* **ZIEL**
Schreib den Abschnitt vom Beginn der Einträge bis einschließlich der Zeile mit „0,465 -> 184,585“ Zeichen für Zeichen ab.

(Einträge zur Bereichsmarkierung)
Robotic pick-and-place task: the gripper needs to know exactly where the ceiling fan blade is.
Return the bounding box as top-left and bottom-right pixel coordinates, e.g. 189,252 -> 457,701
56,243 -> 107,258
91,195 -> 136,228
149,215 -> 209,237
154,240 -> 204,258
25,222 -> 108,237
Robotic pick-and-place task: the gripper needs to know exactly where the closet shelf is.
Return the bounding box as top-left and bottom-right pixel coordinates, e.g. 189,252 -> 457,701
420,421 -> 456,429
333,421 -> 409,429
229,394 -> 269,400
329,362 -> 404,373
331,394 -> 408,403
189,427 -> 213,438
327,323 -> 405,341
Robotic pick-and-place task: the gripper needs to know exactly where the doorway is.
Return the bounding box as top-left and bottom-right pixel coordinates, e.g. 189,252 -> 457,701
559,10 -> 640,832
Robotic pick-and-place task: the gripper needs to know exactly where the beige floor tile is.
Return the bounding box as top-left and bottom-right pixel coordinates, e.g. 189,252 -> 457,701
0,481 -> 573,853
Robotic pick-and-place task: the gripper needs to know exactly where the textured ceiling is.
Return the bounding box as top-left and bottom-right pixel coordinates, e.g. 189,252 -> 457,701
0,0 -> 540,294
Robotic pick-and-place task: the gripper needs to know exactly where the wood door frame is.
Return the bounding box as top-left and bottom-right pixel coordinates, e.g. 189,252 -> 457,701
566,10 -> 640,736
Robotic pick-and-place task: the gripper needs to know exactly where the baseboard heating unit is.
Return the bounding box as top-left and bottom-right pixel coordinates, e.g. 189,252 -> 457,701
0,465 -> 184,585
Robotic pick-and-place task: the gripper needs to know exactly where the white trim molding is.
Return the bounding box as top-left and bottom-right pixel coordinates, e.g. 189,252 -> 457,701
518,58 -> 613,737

* **ERGEBNIS**
Robotic pick-and-place task: the gripper needs to know exactly where the ceiling fan blade is.
Return the bounding box as top-left and bottom-right pixel coordinates, e.g. 189,252 -> 457,701
56,243 -> 107,258
91,195 -> 136,228
149,215 -> 209,237
154,240 -> 204,258
25,222 -> 108,237
Robotic pick-and-place task: the gripper needs to know exactly where the closet shelf is.
Return the bounding box as top-left and bottom-right pixel coordinates, e.g. 189,252 -> 457,701
420,421 -> 456,429
333,421 -> 409,429
229,394 -> 269,400
329,362 -> 404,373
331,394 -> 408,403
189,427 -> 213,438
327,323 -> 405,341
Robotic pick-and-place task: the gripper needs to know exactly where the doorway is.
Return the bounding box as top-left and bottom-right pixel coordinates, e.g. 189,252 -> 457,701
559,10 -> 640,832
Robotic pick-and-place task: the gripper needs to know exactly where the beige floor tile is.
Return the bounding box as top-left and bottom-right pixel coordinates, e.g. 189,252 -> 457,701
0,481 -> 573,853
Robotic pick-and-place task: the gripper needs to know exactly where the textured ceiling is.
Return the bounding box as top-left and bottom-right pixel coordinates, e.g. 189,252 -> 457,701
0,0 -> 540,294
Robotic pick-and-place task: the gripper needs to know exactly where the wood door frame is.
Return the bounding box as top-left and bottom-right pixel coordinates, e.g. 189,252 -> 457,701
566,10 -> 640,736
Robotic pick-and-place task: the gripper needs to know exactly where the baseboard heating unit is.
Return the bounding box as top-left and bottom-right pixel coordinates, e.g. 189,252 -> 457,701
0,465 -> 184,585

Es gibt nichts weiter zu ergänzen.